**Trecho fornecido**
Rodrigo Gasparini Franco *
A 2ª Turma do Superior Tribunal de Justiça fixou entendimento com impacto direto na tributação de heranças e na segurança jurídica dos contribuintes. Ao julgar o Recurso Especial 1.736.600, o colegiado definiu que o Imposto de Renda da Pessoa Física (IRPF) sobre bens e direitos transmitidos por herança só pode incidir quando houver valorização em relação ao valor declarado pelo falecido em sua última declaração de Imposto de Renda.
A simples transferência de titularidade de cotas de fundos de investimento aos herdeiros, mantendo-se o chamado valor histórico, não configura fato gerador do tributo. O caso teve origem em mandado de segurança preventivo impetrado por herdeiros contra a Fazenda Nacional.
Eles buscavam impedir a retenção de IR na fonte sobre cotas de fundos de investimento recebidas por sucessão causa mortis, sem resgate ou alienação, utilizando para fins fiscais o mesmo valor constante da declaração de bens do autor da herança. O Tribunal Regional Federal da 4ª Região havia decidido pela incidência do imposto mesmo nessa situação, com base em interpretação ampliativa do conceito de “alienação” previsto na Lei 8.981/1995 e no Ato Declaratório Interpretativo RFB 13/2007.
Ao analisar o recurso, a relatora, ministra Maria Thereza de Assis Moura, reformou o entendimento do TRF-4. Em seu voto, destacou que o fato gerador do Imposto de Renda exige acréscimo patrimonial efetivo, conforme o artigo 43 do Código Tributário Nacional.

**Dados registrados**
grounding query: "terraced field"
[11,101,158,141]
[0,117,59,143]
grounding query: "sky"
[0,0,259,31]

**Instruções a seguir**
Devolva, sem qualquer alteração, a parte do trecho fornecido que vai de "Rodrigo Gasparini Franco" a "Imposto de Renda.".

**Resposta à tarefa**
Rodrigo Gasparini Franco *
A 2ª Turma do Superior Tribunal de Justiça fixou entendimento com impacto direto na tributação de heranças e na segurança jurídica dos contribuintes. Ao julgar o Recurso Especial 1.736.600, o colegiado definiu que o Imposto de Renda da Pessoa Física (IRPF) sobre bens e direitos transmitidos por herança só pode incidir quando houver valorização em relação ao valor declarado pelo falecido em sua última declaração de Imposto de Renda.